◆ PAGE EXCERPT ◆
'''
(USA) Principal, Software Engineer
$143,000 - $286,000/year
Role Details
Position Summary...
Walmart processes more transactions in a day than most companies handle in a year. When performance degrades or systems fail, the impact is immediate — measured in millions of dollars and hundreds of millions of customers. We're building the team that prevents that using agentic AI.
As a Principal Engineer in Performance and Resiliency Engineering, you'll architect and lead the development of intelligent, self-healing systems: LLM-based agents that detect anomalies, reason across observability data, and trigger automated remediation — without waiting for a human in the loop. You'll operate at a scale most AI engineers never encounter: 10,500 stores, 240M weekly customers, and infrastructure that powers one of the world's largest retail ecosystems.
This isn't a research role or a proof-of-concept environment. You'll own the technical strategy, set architectural direction, and ship to production — building agentic systems that directly impact Walmart's global reliability and business continuity.
About the Team
Building the right technology foundation for Infrastructure & Platforms is vital to success at Walmart's scale. Our team builds and maintains the foundational technologies that power the entire tech organization — data platforms, enterprise architecture, DevOps, cloud computing, and infrastructure. We ship to production weekly, run blameless postmortems, and treat chaos experiments as first-class engineering work. If you thrive in high-ownership environments where your architectural decisions have immediate, measurable impact, this is where you belong.
'''
◆ MATERIAL PROVIDED ◆
'''
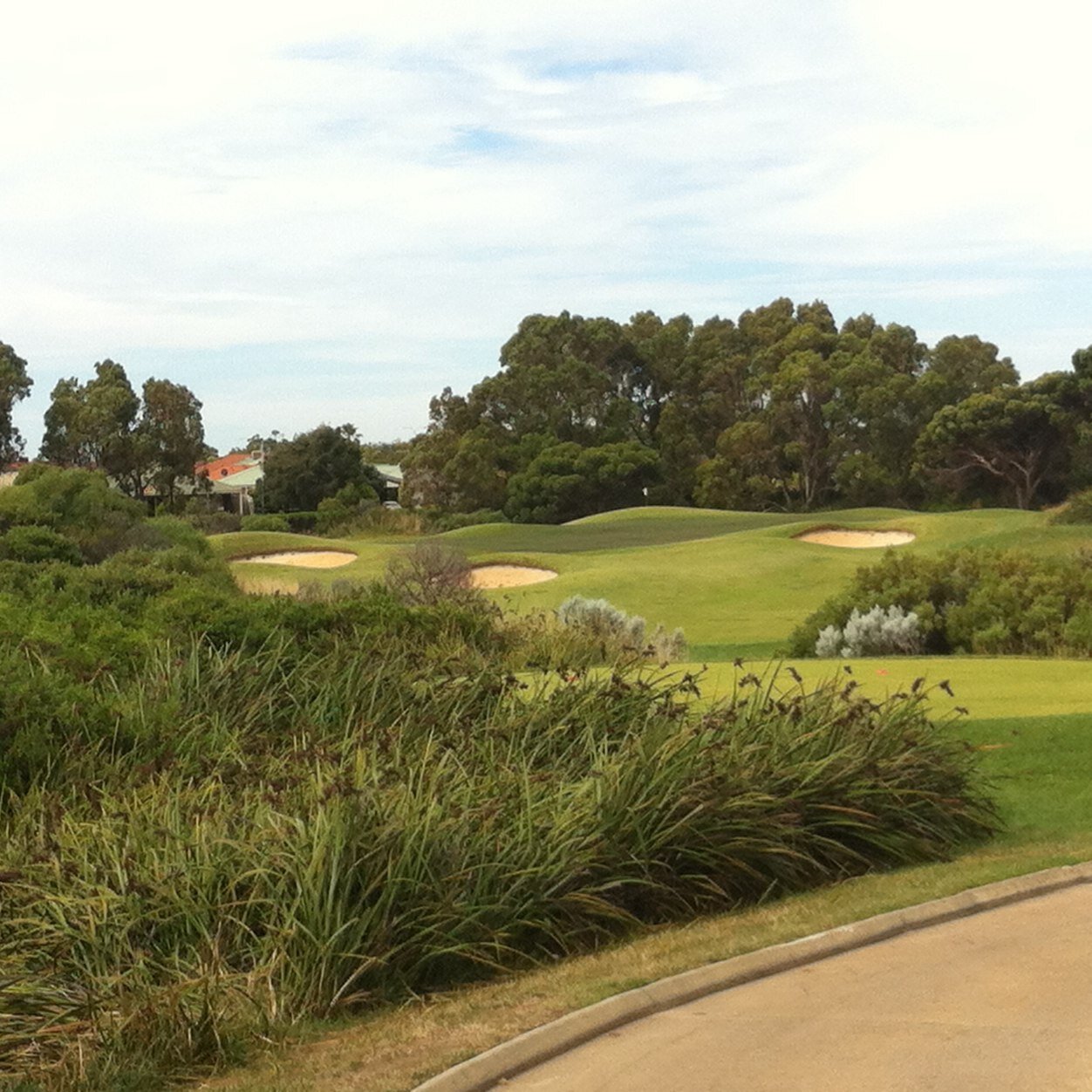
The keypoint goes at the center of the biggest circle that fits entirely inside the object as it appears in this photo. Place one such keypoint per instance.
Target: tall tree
'''
◆ TASK BRIEF ◆
Say whether each statement agrees with the job posting, and quote the words that decide it. 1. The position is described as a research role. 2. The team ships to production weekly. 3. The posting gives a figure of 10,500 stores.

◆ REPLY TO THE TASK ◆
1. No: "This isn't a research role or a proof-of-concept environment."
2. Yes: "We ship to production weekly"
3. Yes: "10,500 stores, 240M weekly customers"